Source document:
◇ ◇ ◇

We use Nagios NMS here at Zocalo Data Systems to monitor all our production servers and equipment for problems and failures. It's a very versatile open source monitoring and notification platform that constantly tests our systems to make sure they are delivering services to our customers. The guiding mantra is "If that fails, how will we know about it before the customer calls us?" So we check everything we can: UPS's, hard drives, CPU utilization, you name it. If it misbehaves, we get an email telling us. The rub came one day when we realized, "Hey, what if the thing that's failed is email? Or the WAN link?" Ooops! Suddenly everything would fall silent and we'd think all's well. Not a good situation at all! So we developed an alternate notification channel for Nagios to use whenever the SMTP or WAN service checks fail.
When devising this alternate system, we realized it had to rely upon no resources common to email. We couldn't use the internet at all, and we needed another way to get an automated message to our techs besides email. We also wanted a system that had a low chance of failure, so that meant looking at lower-tech ideas with fewer "moving parts" and less room for error. We settled on a solution using analog modems and classic text pagers.
Pagers are considered dinosaurs. In the 80's, most techs wore them like status symbols, now they're more likely to hide them discreetly under their shirt so they don't get teased. But they are a great alternate system for several reasons: they use a completely separate communications infrastructure from cell phones and internet, that infrastructure is much more mature (i.e. more thorough coverage than, say 3G, and less likely to lose messages), and pages can be sent using a basic analog modem and POTS (plain old telephone service) line. Believe it or not, there's still a market for these things too. Doctors and some other professionals still use them, so the service won't be going away in the near future.
For our system, we used one of the classic external US Robotics modems with the 25-pin RS-232 port. To enable Nagios to send pages, we needed additional software that speaks Telocator Alphanumeric Protocol (TAP), the protocol for sending automated pages. We found a small, simple package called QPage filled the bill quite nicely. It has a queuing system, so Nagios can throw all kinds of pages at it and it won't overwhelm it. To get nagios to use this alternate channel, we first had to define a base contact object to be used by any contacts that expect to be reached by pager. We defined it as follows:
define contact{
name pager-base
service_notification_period 24x7
host_notification_period 24x7
service_notification_options w,u,c,r
host_notification_options d,r
service_notification_commands service-by-pager ; command to trigger page
host_notification_commands host-by-pager ; command to trigger page
email foobar@yahoo.com ; ignored since we aren't sending emails
register 0
}
Then we defined a contact and a contact group as follows:
define contact{
use pager-base
contact_name johnsmith
pager johnsmith-qp ; GOTTA HAVE THIS!

◇ ◇ ◇

Dataset items
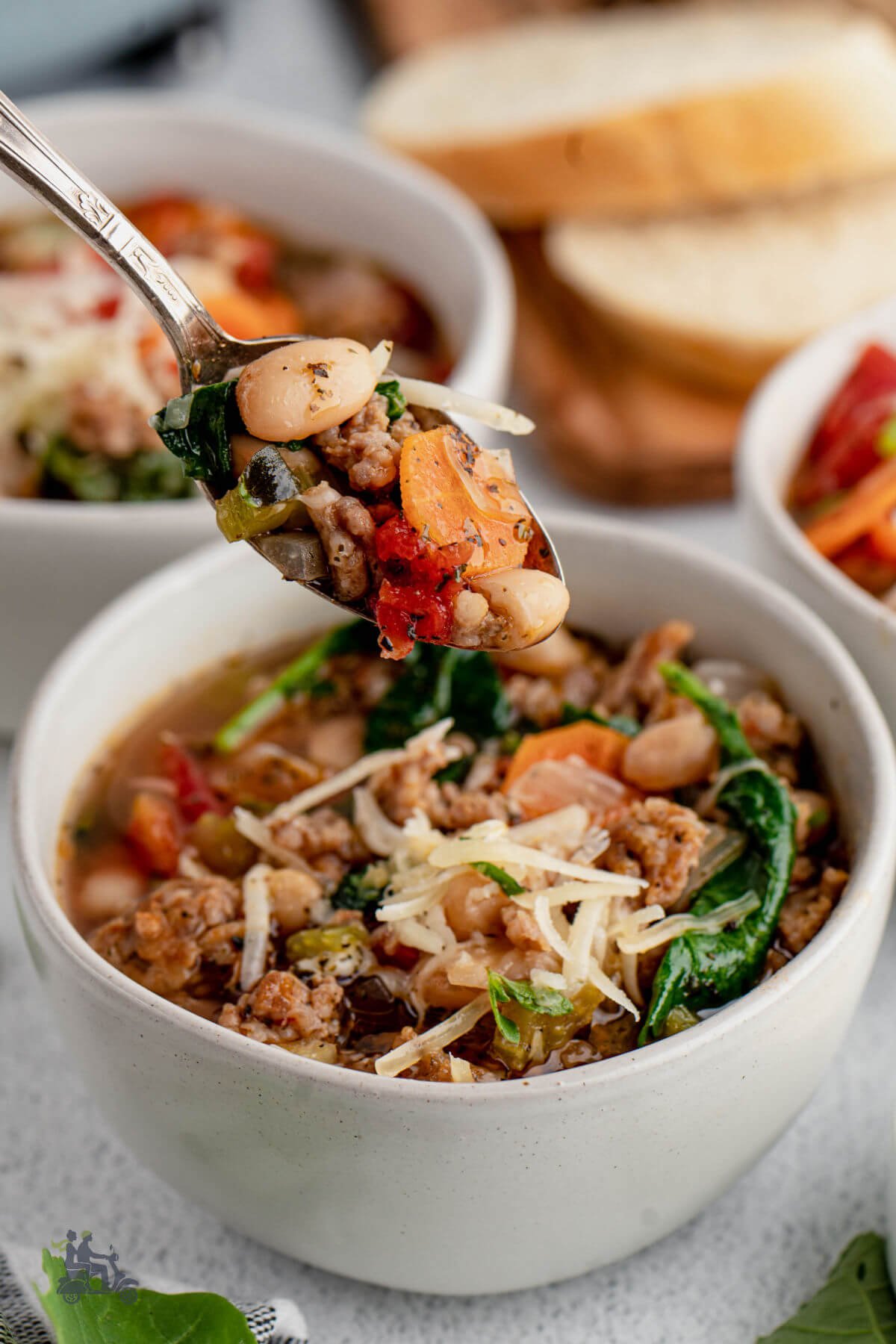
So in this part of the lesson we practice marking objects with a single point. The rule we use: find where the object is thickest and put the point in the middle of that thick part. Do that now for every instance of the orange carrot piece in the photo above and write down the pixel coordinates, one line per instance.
(598, 746)
(862, 508)
(452, 492)
(250, 316)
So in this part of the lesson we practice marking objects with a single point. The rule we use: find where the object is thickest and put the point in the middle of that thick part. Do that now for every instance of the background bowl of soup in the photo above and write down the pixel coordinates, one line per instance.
(777, 433)
(62, 559)
(417, 1184)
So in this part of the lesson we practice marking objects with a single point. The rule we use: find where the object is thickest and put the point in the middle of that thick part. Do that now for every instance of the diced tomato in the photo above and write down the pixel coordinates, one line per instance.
(255, 270)
(195, 794)
(153, 833)
(845, 444)
(417, 594)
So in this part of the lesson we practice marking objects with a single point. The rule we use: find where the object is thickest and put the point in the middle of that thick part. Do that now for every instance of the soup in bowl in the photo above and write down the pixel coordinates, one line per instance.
(344, 1166)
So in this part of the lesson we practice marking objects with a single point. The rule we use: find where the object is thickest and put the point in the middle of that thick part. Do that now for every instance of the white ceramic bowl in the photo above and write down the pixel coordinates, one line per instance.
(414, 1184)
(60, 562)
(775, 433)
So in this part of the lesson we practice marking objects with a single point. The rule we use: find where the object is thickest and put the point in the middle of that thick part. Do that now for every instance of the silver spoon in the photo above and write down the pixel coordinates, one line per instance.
(205, 352)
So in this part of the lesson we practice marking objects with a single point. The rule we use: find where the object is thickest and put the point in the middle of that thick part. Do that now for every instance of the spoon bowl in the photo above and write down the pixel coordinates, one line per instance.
(205, 351)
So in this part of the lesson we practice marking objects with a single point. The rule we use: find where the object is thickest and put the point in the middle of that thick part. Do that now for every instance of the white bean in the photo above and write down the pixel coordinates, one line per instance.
(532, 604)
(305, 388)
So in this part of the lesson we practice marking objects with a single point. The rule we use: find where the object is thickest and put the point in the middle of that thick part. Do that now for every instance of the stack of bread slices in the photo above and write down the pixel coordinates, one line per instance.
(687, 194)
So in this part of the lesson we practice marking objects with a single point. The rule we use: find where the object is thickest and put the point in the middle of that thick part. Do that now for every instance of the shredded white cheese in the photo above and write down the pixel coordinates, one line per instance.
(437, 398)
(437, 1038)
(257, 914)
(675, 925)
(363, 769)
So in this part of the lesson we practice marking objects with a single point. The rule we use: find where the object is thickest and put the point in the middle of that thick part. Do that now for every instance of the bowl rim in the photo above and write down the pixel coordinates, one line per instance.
(492, 320)
(871, 878)
(754, 480)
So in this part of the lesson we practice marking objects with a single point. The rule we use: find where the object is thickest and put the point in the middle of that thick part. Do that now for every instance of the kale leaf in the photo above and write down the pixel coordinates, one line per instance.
(700, 971)
(301, 675)
(152, 1319)
(508, 885)
(856, 1304)
(396, 401)
(532, 998)
(437, 683)
(203, 443)
(621, 722)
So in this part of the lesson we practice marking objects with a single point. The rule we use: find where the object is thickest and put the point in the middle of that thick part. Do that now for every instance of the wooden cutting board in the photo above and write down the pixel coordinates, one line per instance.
(613, 425)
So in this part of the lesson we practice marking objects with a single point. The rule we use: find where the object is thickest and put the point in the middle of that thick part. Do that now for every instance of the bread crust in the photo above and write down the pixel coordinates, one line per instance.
(829, 122)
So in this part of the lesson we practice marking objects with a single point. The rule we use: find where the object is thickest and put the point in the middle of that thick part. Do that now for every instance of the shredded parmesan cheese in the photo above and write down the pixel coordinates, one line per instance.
(363, 769)
(675, 925)
(257, 914)
(437, 1038)
(437, 398)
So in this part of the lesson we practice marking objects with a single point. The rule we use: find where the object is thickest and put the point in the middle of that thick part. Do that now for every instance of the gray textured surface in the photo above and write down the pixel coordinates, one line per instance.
(734, 1273)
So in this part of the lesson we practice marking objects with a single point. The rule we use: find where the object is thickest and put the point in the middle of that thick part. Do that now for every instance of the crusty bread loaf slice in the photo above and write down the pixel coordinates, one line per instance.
(637, 112)
(724, 295)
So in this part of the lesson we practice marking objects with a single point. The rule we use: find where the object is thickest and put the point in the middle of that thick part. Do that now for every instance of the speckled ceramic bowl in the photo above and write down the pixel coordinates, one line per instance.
(60, 562)
(462, 1189)
(775, 433)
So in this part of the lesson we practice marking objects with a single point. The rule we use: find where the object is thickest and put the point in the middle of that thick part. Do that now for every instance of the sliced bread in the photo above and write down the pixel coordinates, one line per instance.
(724, 295)
(637, 112)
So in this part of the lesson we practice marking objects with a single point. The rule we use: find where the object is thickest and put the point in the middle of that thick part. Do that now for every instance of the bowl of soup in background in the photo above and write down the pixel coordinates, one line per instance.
(388, 1179)
(60, 561)
(775, 435)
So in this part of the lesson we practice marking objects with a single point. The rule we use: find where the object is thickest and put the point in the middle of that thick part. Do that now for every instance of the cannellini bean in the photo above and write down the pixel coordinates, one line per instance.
(305, 388)
(292, 897)
(532, 604)
(555, 656)
(671, 754)
(336, 742)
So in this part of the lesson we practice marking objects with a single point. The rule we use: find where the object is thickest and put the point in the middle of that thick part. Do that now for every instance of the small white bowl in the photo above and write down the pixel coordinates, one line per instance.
(775, 435)
(422, 1186)
(60, 562)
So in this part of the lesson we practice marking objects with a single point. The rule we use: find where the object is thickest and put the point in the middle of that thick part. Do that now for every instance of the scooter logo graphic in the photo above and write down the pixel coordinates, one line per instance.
(90, 1272)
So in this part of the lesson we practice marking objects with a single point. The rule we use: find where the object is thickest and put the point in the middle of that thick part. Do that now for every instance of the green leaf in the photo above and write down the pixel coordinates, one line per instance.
(621, 722)
(395, 398)
(203, 443)
(359, 890)
(856, 1304)
(152, 1319)
(437, 683)
(703, 971)
(532, 998)
(85, 476)
(508, 885)
(300, 676)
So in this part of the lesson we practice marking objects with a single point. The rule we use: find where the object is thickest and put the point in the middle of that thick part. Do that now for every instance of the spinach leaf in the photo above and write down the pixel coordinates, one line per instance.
(532, 998)
(508, 885)
(359, 890)
(702, 971)
(621, 722)
(301, 675)
(856, 1304)
(152, 1319)
(433, 685)
(395, 398)
(203, 443)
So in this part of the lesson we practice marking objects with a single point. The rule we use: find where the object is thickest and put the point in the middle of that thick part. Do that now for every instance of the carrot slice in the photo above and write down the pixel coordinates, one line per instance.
(249, 316)
(453, 492)
(862, 508)
(598, 746)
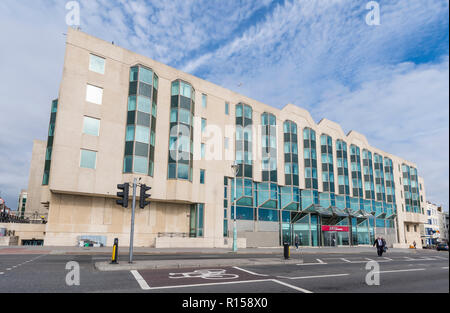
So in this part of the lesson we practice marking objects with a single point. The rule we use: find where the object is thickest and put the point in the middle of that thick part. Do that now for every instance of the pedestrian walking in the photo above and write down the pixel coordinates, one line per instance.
(381, 244)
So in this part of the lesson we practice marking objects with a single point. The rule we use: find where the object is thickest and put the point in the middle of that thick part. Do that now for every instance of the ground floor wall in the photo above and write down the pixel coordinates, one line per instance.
(161, 224)
(23, 232)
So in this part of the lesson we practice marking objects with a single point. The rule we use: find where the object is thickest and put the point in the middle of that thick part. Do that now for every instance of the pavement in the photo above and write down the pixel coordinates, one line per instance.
(341, 270)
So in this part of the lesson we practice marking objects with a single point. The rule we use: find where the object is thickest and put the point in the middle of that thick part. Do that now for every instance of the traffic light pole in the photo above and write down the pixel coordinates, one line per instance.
(133, 206)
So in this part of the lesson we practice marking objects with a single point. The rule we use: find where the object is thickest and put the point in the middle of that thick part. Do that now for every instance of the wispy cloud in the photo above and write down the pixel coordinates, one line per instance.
(320, 55)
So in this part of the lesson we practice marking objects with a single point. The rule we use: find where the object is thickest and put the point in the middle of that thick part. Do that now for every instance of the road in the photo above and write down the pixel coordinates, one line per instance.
(319, 273)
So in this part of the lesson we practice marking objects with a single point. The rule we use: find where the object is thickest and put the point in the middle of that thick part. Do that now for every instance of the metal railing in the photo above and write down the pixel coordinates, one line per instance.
(172, 234)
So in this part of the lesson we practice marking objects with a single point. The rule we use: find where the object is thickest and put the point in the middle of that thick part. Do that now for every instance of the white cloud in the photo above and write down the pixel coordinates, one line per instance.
(320, 55)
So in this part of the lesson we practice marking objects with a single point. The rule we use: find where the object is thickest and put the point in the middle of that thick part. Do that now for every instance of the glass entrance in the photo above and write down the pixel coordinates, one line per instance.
(329, 239)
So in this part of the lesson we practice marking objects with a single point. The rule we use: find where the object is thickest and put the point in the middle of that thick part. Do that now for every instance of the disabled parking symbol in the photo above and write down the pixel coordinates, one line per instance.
(204, 274)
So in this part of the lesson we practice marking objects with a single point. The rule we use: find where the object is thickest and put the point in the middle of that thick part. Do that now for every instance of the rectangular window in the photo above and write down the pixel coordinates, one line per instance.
(203, 151)
(202, 176)
(97, 64)
(91, 126)
(140, 165)
(204, 100)
(94, 94)
(88, 159)
(203, 124)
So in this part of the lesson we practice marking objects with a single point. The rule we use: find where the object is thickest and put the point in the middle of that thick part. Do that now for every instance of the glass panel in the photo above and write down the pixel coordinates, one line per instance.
(133, 74)
(144, 104)
(143, 134)
(145, 75)
(175, 88)
(140, 165)
(130, 133)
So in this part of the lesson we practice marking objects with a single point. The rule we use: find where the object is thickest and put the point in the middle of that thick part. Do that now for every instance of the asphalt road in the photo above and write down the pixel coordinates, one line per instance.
(320, 273)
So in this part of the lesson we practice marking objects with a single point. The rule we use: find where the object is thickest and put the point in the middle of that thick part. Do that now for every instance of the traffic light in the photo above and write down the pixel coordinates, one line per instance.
(144, 196)
(123, 194)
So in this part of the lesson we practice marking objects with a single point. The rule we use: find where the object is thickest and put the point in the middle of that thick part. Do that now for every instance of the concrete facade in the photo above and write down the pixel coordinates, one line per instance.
(82, 200)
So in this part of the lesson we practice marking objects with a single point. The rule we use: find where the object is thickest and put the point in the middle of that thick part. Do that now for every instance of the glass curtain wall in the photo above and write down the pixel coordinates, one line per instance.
(326, 146)
(141, 121)
(379, 178)
(355, 160)
(181, 139)
(290, 154)
(244, 136)
(51, 136)
(310, 157)
(342, 168)
(269, 148)
(369, 187)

◇ ◇ ◇

Directions for this task:
Answer these from the article on Nagios pager alerts:
1. What modem was used for the paging system?
2. Which protocol does the article name for sending automated pages?
3. Who does the article say still uses pagers?

Exercise output:
1. A classic external US Robotics modem with the 25-pin RS-232 port.
2. Telocator Alphanumeric Protocol (TAP).
3. Doctors and some other professionals.